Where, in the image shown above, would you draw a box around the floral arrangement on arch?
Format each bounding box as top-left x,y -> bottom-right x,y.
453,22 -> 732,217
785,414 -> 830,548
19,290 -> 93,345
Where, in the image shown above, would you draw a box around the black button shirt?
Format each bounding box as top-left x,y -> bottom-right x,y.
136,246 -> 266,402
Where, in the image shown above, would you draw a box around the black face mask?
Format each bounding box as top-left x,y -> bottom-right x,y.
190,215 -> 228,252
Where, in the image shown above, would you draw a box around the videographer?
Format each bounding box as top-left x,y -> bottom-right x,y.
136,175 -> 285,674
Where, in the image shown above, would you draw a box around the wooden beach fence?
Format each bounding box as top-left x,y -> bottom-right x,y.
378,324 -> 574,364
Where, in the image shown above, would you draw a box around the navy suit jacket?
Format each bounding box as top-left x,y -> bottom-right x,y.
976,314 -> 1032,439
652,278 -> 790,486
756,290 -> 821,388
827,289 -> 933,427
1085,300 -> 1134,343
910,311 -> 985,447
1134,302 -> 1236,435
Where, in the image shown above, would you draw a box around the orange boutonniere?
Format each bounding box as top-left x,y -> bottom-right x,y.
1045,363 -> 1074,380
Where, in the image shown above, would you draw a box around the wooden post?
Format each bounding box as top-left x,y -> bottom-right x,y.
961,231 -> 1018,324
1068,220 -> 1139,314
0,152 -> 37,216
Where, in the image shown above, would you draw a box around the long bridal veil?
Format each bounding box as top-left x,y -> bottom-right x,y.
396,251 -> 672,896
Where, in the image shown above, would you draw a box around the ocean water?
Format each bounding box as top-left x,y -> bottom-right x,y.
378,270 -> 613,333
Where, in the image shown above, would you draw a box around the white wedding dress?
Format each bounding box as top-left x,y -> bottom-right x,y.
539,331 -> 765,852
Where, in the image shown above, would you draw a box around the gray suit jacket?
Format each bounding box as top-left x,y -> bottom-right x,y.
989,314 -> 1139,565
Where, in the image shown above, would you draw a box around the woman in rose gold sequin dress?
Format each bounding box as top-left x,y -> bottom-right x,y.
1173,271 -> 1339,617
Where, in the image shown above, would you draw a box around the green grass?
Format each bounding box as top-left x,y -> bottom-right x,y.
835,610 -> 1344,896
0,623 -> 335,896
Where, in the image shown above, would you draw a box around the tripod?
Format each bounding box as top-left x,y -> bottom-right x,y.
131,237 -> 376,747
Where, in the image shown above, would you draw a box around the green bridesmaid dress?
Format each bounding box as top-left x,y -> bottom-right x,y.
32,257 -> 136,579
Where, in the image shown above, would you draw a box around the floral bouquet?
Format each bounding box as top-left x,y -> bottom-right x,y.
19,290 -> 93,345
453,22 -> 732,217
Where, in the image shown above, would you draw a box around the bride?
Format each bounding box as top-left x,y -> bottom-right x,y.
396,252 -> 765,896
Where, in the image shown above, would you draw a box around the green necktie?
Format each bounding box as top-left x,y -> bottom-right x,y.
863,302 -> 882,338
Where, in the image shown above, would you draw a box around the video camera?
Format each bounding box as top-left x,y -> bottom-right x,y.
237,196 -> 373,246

==

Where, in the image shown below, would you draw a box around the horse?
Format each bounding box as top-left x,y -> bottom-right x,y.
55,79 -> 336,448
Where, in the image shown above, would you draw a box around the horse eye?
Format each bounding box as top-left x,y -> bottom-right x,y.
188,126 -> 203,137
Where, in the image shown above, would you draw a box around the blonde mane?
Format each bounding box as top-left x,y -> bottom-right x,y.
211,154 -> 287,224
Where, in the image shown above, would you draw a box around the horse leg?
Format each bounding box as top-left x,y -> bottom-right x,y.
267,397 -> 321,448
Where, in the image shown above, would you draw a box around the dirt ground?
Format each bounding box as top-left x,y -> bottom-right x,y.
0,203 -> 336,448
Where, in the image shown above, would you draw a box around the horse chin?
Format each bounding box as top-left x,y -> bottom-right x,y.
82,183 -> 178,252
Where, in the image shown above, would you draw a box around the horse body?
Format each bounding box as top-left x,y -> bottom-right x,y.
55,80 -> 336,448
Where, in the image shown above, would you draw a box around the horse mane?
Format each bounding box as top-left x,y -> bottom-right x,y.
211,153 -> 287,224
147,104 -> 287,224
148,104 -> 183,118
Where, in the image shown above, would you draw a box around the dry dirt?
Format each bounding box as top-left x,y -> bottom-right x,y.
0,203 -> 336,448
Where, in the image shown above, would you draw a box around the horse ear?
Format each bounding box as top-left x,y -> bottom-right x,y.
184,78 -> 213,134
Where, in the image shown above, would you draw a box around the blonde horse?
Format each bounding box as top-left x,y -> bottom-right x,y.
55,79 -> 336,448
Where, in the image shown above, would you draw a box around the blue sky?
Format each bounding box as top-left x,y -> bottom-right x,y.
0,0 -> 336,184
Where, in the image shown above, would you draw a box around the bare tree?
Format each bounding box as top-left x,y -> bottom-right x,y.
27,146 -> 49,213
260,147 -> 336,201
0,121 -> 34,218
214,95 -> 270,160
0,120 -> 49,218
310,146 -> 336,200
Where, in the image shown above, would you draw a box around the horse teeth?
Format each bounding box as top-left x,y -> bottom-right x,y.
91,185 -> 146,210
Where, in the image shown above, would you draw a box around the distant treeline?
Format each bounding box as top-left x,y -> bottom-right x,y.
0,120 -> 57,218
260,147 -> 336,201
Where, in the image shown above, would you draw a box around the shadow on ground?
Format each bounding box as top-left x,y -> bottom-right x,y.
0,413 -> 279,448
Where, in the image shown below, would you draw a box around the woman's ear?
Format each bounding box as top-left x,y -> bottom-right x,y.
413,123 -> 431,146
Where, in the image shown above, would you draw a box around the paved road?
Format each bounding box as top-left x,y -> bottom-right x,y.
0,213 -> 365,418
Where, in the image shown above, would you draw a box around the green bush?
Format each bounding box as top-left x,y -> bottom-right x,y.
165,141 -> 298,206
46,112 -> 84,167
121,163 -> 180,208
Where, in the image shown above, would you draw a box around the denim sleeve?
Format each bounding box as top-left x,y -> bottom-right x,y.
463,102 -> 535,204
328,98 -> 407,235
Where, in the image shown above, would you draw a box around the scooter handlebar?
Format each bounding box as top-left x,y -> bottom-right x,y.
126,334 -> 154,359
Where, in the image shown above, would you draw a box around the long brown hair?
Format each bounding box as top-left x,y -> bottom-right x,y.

→ Opdracht
Zet alles in de lijst vanaf de regel met "gray suit jacket?" tot en met de regel met "237,196 -> 373,246" in een Markdown-tabel met de kolommen Nummer en Regel. Geef elke regel een volgnummer en laat lege regels weg.

→ Juiste uitvoer
| Nummer | Regel |
|---|---|
| 1 | Where, in the image shown above, would you draw a box around the gray suit jacket? |
| 2 | Format each bounding box as top-left x,y -> bottom-right x,y. |
| 3 | 989,314 -> 1139,565 |
| 4 | Where, in the image shown above, would you draw a box around the woman in rose gold sequin dress? |
| 5 | Format each bounding box as top-left x,y -> bottom-right x,y. |
| 6 | 1173,271 -> 1339,617 |
| 7 | Where, in the image shown above, would you draw a box around the green grass? |
| 8 | Format each bounding box as top-left x,y -> bottom-right x,y. |
| 9 | 835,610 -> 1344,896 |
| 10 | 0,623 -> 335,896 |
| 11 | Where, in the image shown above, would you draw a box around the tripod? |
| 12 | Format each bounding box as top-left x,y -> bottom-right x,y. |
| 13 | 131,237 -> 376,747 |
| 14 | Where, in the image shown above, would you draw a box around the green bridesmaid dress? |
| 15 | Format each bounding box as top-left x,y -> bottom-right x,y. |
| 16 | 32,257 -> 136,579 |
| 17 | Where, in the image shown above, would you draw a box around the floral bouquet? |
| 18 | Format each bounding box as top-left x,y -> bottom-right x,y. |
| 19 | 19,290 -> 93,345 |
| 20 | 453,22 -> 732,217 |
| 21 | Where, in the image shown above, would you draw a box around the bride? |
| 22 | Format each bounding box as top-left x,y -> bottom-right x,y. |
| 23 | 396,252 -> 765,896 |
| 24 | Where, in the image shown above, would you draw a box around the green necktie? |
| 25 | Format each bounding box as top-left x,y -> bottom-right x,y. |
| 26 | 863,302 -> 882,338 |
| 27 | Where, in the image shown above, would you draw a box around the video camera? |
| 28 | Format each bounding box as top-left x,y -> bottom-right x,y. |
| 29 | 237,196 -> 373,246 |